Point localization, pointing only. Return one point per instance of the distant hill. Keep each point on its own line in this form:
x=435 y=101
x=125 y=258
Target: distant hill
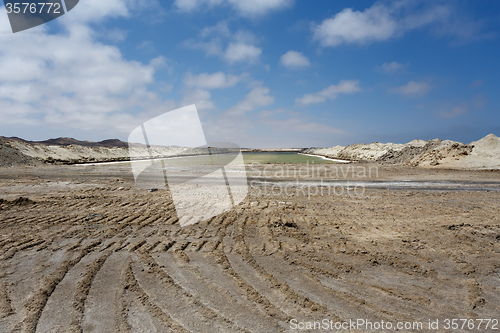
x=70 y=141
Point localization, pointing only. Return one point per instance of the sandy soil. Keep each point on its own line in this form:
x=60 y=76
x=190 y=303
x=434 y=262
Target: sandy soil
x=86 y=251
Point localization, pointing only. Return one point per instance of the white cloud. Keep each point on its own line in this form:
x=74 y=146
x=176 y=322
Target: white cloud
x=237 y=52
x=289 y=121
x=200 y=97
x=256 y=98
x=455 y=111
x=331 y=92
x=217 y=80
x=69 y=80
x=384 y=21
x=232 y=47
x=294 y=59
x=412 y=89
x=394 y=67
x=349 y=26
x=243 y=7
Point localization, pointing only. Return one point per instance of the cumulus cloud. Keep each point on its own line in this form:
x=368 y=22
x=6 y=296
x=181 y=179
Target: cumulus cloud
x=290 y=121
x=412 y=89
x=243 y=7
x=237 y=52
x=455 y=111
x=331 y=92
x=218 y=40
x=294 y=59
x=200 y=97
x=256 y=98
x=217 y=80
x=393 y=67
x=70 y=80
x=384 y=21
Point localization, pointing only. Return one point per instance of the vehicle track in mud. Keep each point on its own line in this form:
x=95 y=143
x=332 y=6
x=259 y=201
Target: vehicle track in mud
x=113 y=258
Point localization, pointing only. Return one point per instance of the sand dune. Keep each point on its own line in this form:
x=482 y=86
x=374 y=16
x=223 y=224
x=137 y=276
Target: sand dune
x=482 y=154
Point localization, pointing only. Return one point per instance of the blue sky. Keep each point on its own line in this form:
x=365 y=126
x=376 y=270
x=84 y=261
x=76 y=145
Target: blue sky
x=263 y=73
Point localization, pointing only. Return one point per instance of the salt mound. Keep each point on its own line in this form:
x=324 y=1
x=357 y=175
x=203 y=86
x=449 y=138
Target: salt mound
x=482 y=154
x=489 y=146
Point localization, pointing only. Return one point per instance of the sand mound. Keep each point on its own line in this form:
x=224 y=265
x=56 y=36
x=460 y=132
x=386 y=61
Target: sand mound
x=12 y=157
x=482 y=154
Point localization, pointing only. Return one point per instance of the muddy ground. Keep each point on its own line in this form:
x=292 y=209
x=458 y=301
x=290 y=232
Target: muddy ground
x=83 y=250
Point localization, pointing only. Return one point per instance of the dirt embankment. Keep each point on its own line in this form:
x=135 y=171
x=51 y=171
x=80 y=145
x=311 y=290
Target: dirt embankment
x=482 y=154
x=17 y=153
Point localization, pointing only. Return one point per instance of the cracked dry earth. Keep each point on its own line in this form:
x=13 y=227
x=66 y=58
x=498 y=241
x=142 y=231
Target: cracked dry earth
x=99 y=255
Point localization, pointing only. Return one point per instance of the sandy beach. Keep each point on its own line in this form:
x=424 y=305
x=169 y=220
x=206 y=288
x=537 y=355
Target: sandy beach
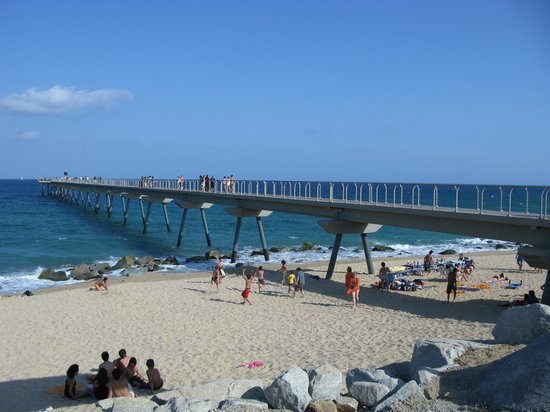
x=197 y=337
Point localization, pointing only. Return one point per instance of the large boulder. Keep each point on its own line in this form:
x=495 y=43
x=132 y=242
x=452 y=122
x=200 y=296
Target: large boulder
x=184 y=404
x=438 y=353
x=522 y=324
x=325 y=383
x=368 y=393
x=124 y=262
x=408 y=398
x=50 y=274
x=289 y=391
x=82 y=272
x=519 y=381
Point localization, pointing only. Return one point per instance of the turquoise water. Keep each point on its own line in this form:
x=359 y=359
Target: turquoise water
x=39 y=232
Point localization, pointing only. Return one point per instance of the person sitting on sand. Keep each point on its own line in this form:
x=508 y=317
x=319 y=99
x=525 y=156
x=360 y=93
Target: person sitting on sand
x=118 y=386
x=70 y=384
x=261 y=281
x=155 y=381
x=354 y=285
x=247 y=285
x=123 y=360
x=100 y=385
x=106 y=364
x=133 y=374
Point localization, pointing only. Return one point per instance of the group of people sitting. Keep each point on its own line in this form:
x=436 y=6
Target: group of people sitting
x=114 y=379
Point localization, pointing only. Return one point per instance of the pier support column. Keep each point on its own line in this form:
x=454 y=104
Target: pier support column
x=166 y=220
x=96 y=208
x=366 y=249
x=262 y=238
x=205 y=226
x=239 y=213
x=341 y=227
x=182 y=224
x=236 y=240
x=334 y=255
x=202 y=206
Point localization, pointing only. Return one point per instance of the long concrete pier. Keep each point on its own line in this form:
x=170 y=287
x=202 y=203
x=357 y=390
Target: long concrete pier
x=511 y=213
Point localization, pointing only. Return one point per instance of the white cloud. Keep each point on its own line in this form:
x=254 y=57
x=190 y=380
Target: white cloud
x=60 y=99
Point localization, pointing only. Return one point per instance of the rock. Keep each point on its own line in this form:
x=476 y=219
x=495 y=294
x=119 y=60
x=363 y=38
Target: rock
x=408 y=397
x=429 y=380
x=521 y=380
x=124 y=262
x=382 y=248
x=127 y=405
x=368 y=393
x=171 y=260
x=289 y=391
x=183 y=404
x=325 y=383
x=163 y=397
x=322 y=406
x=50 y=274
x=212 y=254
x=145 y=260
x=82 y=273
x=247 y=389
x=522 y=324
x=243 y=405
x=374 y=376
x=194 y=259
x=448 y=252
x=438 y=353
x=215 y=391
x=346 y=404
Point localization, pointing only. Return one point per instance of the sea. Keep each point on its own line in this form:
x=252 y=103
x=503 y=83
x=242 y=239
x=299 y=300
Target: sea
x=39 y=232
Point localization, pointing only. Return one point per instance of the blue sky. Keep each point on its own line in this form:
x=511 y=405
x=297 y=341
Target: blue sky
x=394 y=91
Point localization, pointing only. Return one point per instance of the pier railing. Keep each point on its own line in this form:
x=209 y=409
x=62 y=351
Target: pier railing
x=527 y=201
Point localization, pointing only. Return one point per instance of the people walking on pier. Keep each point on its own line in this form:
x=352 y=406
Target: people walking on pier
x=428 y=261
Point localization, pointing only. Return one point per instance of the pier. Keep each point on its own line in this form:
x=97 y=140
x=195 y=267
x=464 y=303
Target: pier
x=510 y=213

________________________________________

#### [Short task]
Return the entire listing above word for word, leaving out the pictures.

#### [The response]
Point localization, pointing only. Return one point per instance of the distant hill. Keep each point on its own line in this form:
x=435 y=101
x=125 y=258
Target: distant hill
x=70 y=141
Point localization, pointing only. Return one point per instance of the sandy soil. Keep each point on its own line in this form:
x=60 y=76
x=190 y=303
x=434 y=262
Target: sandy soil
x=86 y=251
Point localization, pointing only. Return one point per instance of the white cloud. Keep each point on its own line in this form:
x=74 y=146
x=176 y=322
Target: white cloud
x=237 y=52
x=289 y=121
x=200 y=97
x=256 y=98
x=455 y=111
x=331 y=92
x=217 y=80
x=69 y=80
x=384 y=21
x=232 y=47
x=294 y=59
x=412 y=89
x=394 y=67
x=349 y=26
x=243 y=7
Point localization, pointing only. Return one point per instance of the cumulus cloud. Keep each point on its own line in this form:
x=368 y=22
x=6 y=296
x=181 y=179
Target: cumulus cloud
x=290 y=121
x=412 y=89
x=243 y=7
x=237 y=52
x=455 y=111
x=331 y=92
x=218 y=40
x=294 y=59
x=200 y=97
x=256 y=98
x=217 y=80
x=393 y=67
x=70 y=80
x=384 y=21
Point localization, pointing only. Return one point per instance of the vehicle track in mud. Keep each point on its own line in this form:
x=95 y=143
x=332 y=6
x=259 y=201
Target: vehicle track in mud
x=113 y=258
Point localization, pointing only. Return one point per instance of the sand dune. Keep each point on its own line in this form:
x=482 y=86
x=374 y=16
x=223 y=224
x=137 y=276
Target: sand dune
x=482 y=154
Point localization, pointing only. Return one point per instance of the blue sky. Keep each point on its own line in this form:
x=365 y=126
x=376 y=270
x=84 y=261
x=76 y=145
Target: blue sky
x=263 y=73
Point localization, pointing only. Return one point per instance of the salt mound. Keep each point on its own line in this form:
x=324 y=1
x=357 y=175
x=203 y=86
x=449 y=138
Target: salt mound
x=482 y=154
x=489 y=146
Point localization, pointing only. Return one point per instance of the sand mound. Keep each point on its own line in this form:
x=224 y=265
x=56 y=36
x=460 y=132
x=386 y=61
Target: sand mound
x=12 y=157
x=482 y=154
Point localization, pointing only. Return one point per instance of the muddy ground. Keep each point on its own line in this form:
x=292 y=209
x=458 y=301
x=290 y=232
Target: muddy ground
x=83 y=250
Point localization, pointing only. Return one point per instance of the dirt embankment. Keep each point on its own line in this form:
x=135 y=171
x=51 y=171
x=80 y=145
x=311 y=290
Target: dirt embankment
x=482 y=154
x=17 y=153
Point localization, pointing only. Return one point per instance of the cracked dry earth. Keep each point on its own line in this form:
x=13 y=227
x=66 y=58
x=498 y=241
x=142 y=231
Target: cracked dry earth
x=99 y=255
Point localization, pointing only. Return one point per instance of the sandy beach. Keep each point on its own line in this form:
x=424 y=305
x=169 y=220
x=206 y=288
x=537 y=355
Target: sandy beach
x=197 y=337
Point localization, pointing only. Return one point per instance of the large boulder. Keep each point on its own line in this form:
x=495 y=43
x=132 y=242
x=452 y=122
x=200 y=296
Target: large boulder
x=184 y=404
x=438 y=353
x=522 y=324
x=325 y=383
x=368 y=393
x=124 y=262
x=408 y=398
x=50 y=274
x=289 y=391
x=82 y=272
x=519 y=381
Point localization, pointing only. Return one point per instance of the turquoise water. Keep each point on its own line in this form:
x=359 y=359
Target: turquoise water
x=39 y=232
Point localization, pointing only. Return one point per instance of the person sitting on sand. Keep each point on its own line in this form:
x=508 y=317
x=319 y=99
x=525 y=156
x=360 y=93
Target: person sitting on sand
x=118 y=386
x=70 y=384
x=261 y=281
x=155 y=381
x=354 y=285
x=247 y=285
x=123 y=360
x=100 y=385
x=106 y=364
x=133 y=374
Point localization, pointing only. Return one point per instance of the group of people sitting. Keep each point on its own line in this form:
x=436 y=6
Target: group of people sitting
x=114 y=379
Point localization, pointing only. Return one point per instance of the pier support column. Keep each point on its own line in this form:
x=454 y=104
Target: pier support column
x=166 y=220
x=96 y=208
x=366 y=249
x=262 y=238
x=205 y=226
x=239 y=213
x=341 y=227
x=182 y=224
x=236 y=240
x=334 y=255
x=202 y=206
Point localization, pointing only. Return one point per instance of the long concrete pier. Keep each point on its own line in this form:
x=170 y=287
x=202 y=203
x=357 y=390
Target: long concrete pier
x=511 y=213
Point localization, pointing only. Return one point per instance of the white cloud. Keep each point on its own line in this form:
x=254 y=57
x=190 y=380
Target: white cloud
x=60 y=99
Point localization, pointing only. Return one point per instance of the rock. Keep each point on its own line in this form:
x=476 y=219
x=495 y=294
x=119 y=60
x=363 y=38
Target: rock
x=408 y=397
x=429 y=380
x=521 y=380
x=124 y=262
x=382 y=248
x=127 y=405
x=368 y=393
x=171 y=260
x=289 y=391
x=183 y=404
x=325 y=383
x=163 y=397
x=322 y=406
x=50 y=274
x=212 y=254
x=145 y=260
x=82 y=273
x=247 y=389
x=522 y=324
x=243 y=405
x=374 y=376
x=194 y=259
x=448 y=252
x=438 y=353
x=215 y=391
x=346 y=404
Point localization, pointing only. Return one point per instance of the sea. Keep each point on its own line in this form:
x=252 y=103
x=503 y=83
x=242 y=239
x=299 y=300
Target: sea
x=39 y=232
Point localization, pointing only. Return one point per instance of the blue sky. Keep each point on its own line in this form:
x=511 y=405
x=297 y=341
Target: blue sky
x=394 y=91
Point localization, pointing only. Return one point per instance of the pier railing. Keep each point on its own line in this form:
x=209 y=409
x=62 y=351
Target: pier railing
x=527 y=201
Point localization, pointing only. Return one point per instance of the people walking on pier. Keep each point on its own line in this form:
x=352 y=406
Target: people walking on pier
x=428 y=261
Point localization, pointing only. Return one point per instance of the pier. Keep each point on its own line in this form:
x=97 y=140
x=195 y=267
x=464 y=303
Target: pier
x=510 y=213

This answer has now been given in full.